_Direction:_ Please reproduce the lines below word for word, leaving the pictures out of your answer.

══════════

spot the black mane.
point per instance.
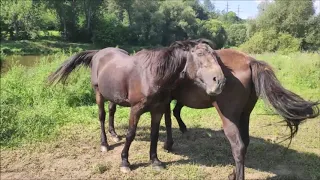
(167, 62)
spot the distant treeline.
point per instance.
(281, 25)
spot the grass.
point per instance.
(36, 47)
(53, 132)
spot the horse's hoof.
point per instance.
(157, 165)
(183, 130)
(232, 176)
(168, 146)
(125, 169)
(104, 148)
(115, 138)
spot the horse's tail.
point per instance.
(289, 105)
(62, 73)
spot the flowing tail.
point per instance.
(62, 73)
(289, 105)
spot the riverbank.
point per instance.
(40, 47)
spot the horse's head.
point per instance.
(206, 70)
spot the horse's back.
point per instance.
(102, 58)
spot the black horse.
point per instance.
(144, 82)
(247, 79)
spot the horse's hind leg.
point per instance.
(102, 116)
(231, 129)
(176, 113)
(112, 109)
(169, 142)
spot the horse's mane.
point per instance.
(166, 63)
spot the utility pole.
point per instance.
(227, 6)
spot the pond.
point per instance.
(25, 60)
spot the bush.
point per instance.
(271, 41)
(263, 41)
(287, 43)
(237, 34)
(214, 30)
(31, 110)
(109, 31)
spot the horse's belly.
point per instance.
(113, 86)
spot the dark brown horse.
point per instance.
(144, 82)
(247, 79)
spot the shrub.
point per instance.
(109, 31)
(271, 41)
(31, 110)
(288, 43)
(237, 34)
(214, 30)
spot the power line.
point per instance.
(227, 6)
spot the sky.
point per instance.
(247, 8)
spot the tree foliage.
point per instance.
(280, 24)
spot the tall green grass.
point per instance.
(32, 111)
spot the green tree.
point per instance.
(237, 34)
(20, 18)
(286, 16)
(213, 29)
(208, 5)
(179, 21)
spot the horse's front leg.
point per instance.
(135, 113)
(177, 115)
(156, 116)
(169, 142)
(231, 130)
(112, 109)
(102, 116)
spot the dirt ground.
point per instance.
(76, 155)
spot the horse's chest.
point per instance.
(193, 97)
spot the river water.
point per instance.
(26, 60)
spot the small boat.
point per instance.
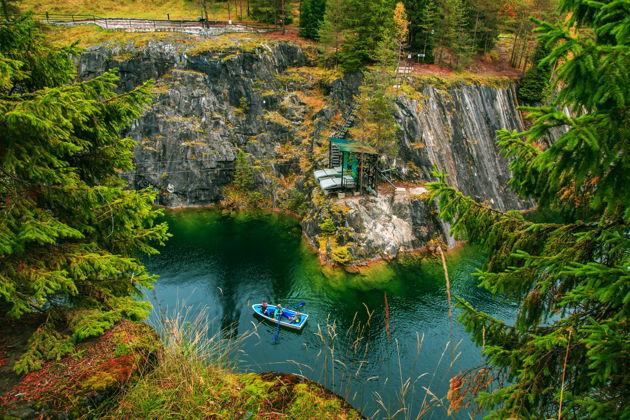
(290, 318)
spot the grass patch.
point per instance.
(242, 41)
(145, 9)
(195, 379)
(444, 82)
(90, 35)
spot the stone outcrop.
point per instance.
(267, 99)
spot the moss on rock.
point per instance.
(98, 368)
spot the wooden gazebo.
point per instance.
(352, 166)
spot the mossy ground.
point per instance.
(96, 369)
(210, 393)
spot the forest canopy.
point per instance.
(70, 230)
(568, 353)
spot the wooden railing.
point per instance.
(192, 26)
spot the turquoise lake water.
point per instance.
(223, 263)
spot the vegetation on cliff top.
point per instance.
(568, 353)
(70, 231)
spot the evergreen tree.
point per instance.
(453, 40)
(9, 9)
(270, 11)
(568, 353)
(70, 231)
(535, 84)
(331, 31)
(311, 17)
(422, 20)
(364, 21)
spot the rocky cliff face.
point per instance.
(455, 129)
(267, 102)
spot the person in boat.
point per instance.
(295, 318)
(279, 312)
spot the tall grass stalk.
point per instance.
(191, 371)
(346, 371)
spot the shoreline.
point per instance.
(323, 261)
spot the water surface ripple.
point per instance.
(224, 262)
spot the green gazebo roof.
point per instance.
(354, 146)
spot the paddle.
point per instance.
(275, 337)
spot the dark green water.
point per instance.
(227, 262)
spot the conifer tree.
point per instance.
(535, 84)
(364, 21)
(70, 232)
(568, 353)
(271, 11)
(453, 40)
(331, 31)
(311, 17)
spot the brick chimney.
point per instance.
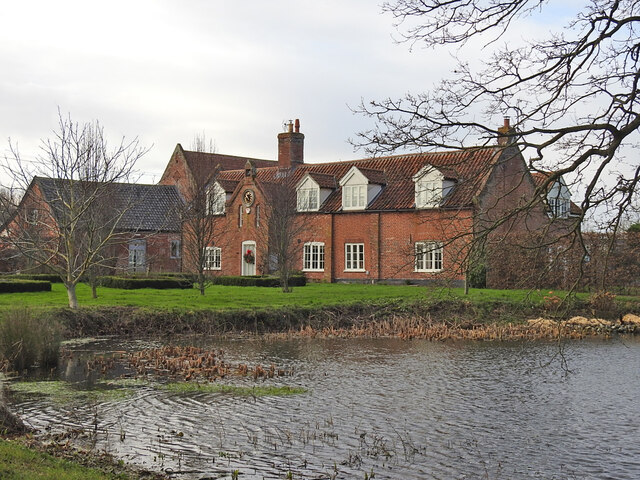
(291, 146)
(506, 133)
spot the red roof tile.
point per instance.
(470, 168)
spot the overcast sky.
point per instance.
(164, 71)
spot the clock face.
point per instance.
(248, 197)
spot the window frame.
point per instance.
(559, 207)
(428, 256)
(308, 254)
(428, 195)
(349, 194)
(304, 199)
(178, 249)
(215, 200)
(351, 264)
(212, 258)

══════════

_Written answer:_
spot the black mane.
point per instance.
(167, 62)
spot the distant treeline.
point per instance.
(281, 25)
spot the grass.
point per instance.
(36, 47)
(53, 132)
spot the horse's hoof.
point per instance.
(157, 165)
(183, 130)
(232, 176)
(168, 146)
(125, 169)
(104, 148)
(115, 138)
spot the horse's tail.
point per instance.
(289, 105)
(62, 73)
spot the flowing tail.
point per instance.
(62, 73)
(289, 105)
spot the riverbank.
point per instance.
(40, 47)
spot the horse's head.
point per instance.
(206, 70)
spot the horse's back.
point per instance.
(102, 58)
spot the black horse.
point per instance.
(144, 82)
(247, 79)
spot the horse's hind leg.
point per instance.
(102, 116)
(231, 129)
(176, 113)
(112, 109)
(169, 142)
spot the horse's mane.
point per instance.
(166, 63)
spot the utility pole.
point per instance.
(227, 6)
spot the pond.
point per instance.
(25, 60)
spot the bush.
point per instance.
(271, 41)
(263, 41)
(287, 43)
(237, 34)
(214, 30)
(31, 110)
(109, 31)
spot the horse's belly.
point per instance.
(113, 86)
spot the dark brown horse.
point per instance.
(144, 82)
(247, 79)
spot the shrub.
point per instance.
(109, 31)
(271, 41)
(31, 110)
(288, 43)
(237, 34)
(214, 30)
spot the power line.
point per instance.
(227, 6)
spot the sky.
point per instance.
(247, 8)
spot the tree foliage.
point per instance.
(280, 24)
spot the tall green grass.
point per instance.
(32, 111)
spot the green tree.
point per instance.
(237, 34)
(20, 18)
(286, 16)
(213, 29)
(208, 5)
(179, 21)
spot the horse's front leg.
point per instance.
(135, 113)
(177, 115)
(156, 116)
(169, 142)
(231, 130)
(112, 109)
(102, 116)
spot the dirt ground.
point per instance.
(76, 155)
spot the horse's chest.
point per instance.
(193, 97)
spot the river water.
point per instance.
(26, 60)
spot the small boat.
point per instance.
(290, 318)
spot the grass patch.
point per instance.
(242, 41)
(145, 9)
(195, 379)
(444, 82)
(90, 35)
spot the stone outcrop.
point per instance.
(267, 99)
spot the moss on rock.
point per instance.
(98, 368)
spot the wooden gazebo.
point per instance.
(352, 166)
spot the mossy ground.
point per instance.
(96, 369)
(210, 393)
spot the forest canopy.
point per instance.
(70, 230)
(568, 353)
spot the wooden railing.
point per instance.
(192, 26)
spot the turquoise lake water.
point per instance.
(223, 263)
spot the vegetation on cliff top.
point per instance.
(568, 353)
(70, 231)
spot the evergreen tree.
point per instance.
(453, 40)
(9, 9)
(270, 11)
(568, 353)
(70, 231)
(535, 84)
(331, 31)
(311, 17)
(422, 20)
(364, 21)
spot the rocky cliff face.
point per instance.
(455, 129)
(267, 102)
spot the person in boat.
point per instance.
(295, 318)
(279, 312)
spot the tall grass stalk.
point per instance.
(191, 371)
(346, 371)
spot the shoreline.
point per instance.
(323, 261)
spot the water surface ripple.
point per instance.
(224, 262)
spot the green gazebo roof.
point per instance.
(354, 146)
spot the paddle.
point per instance.
(275, 337)
spot the dark green water.
point per instance.
(227, 262)
spot the conifer tree.
point per instance.
(535, 84)
(364, 21)
(70, 232)
(568, 353)
(271, 11)
(453, 40)
(331, 31)
(311, 17)
spot the brick chimney.
point per instance.
(291, 146)
(506, 133)
spot the red roof tile.
point per instance.
(470, 168)
spot the overcast sky.
point per instance.
(164, 71)
spot the clock face.
point per instance.
(248, 197)
spot the window frame.
point per instance.
(559, 207)
(428, 256)
(308, 254)
(428, 195)
(349, 194)
(304, 199)
(178, 249)
(215, 200)
(351, 264)
(212, 258)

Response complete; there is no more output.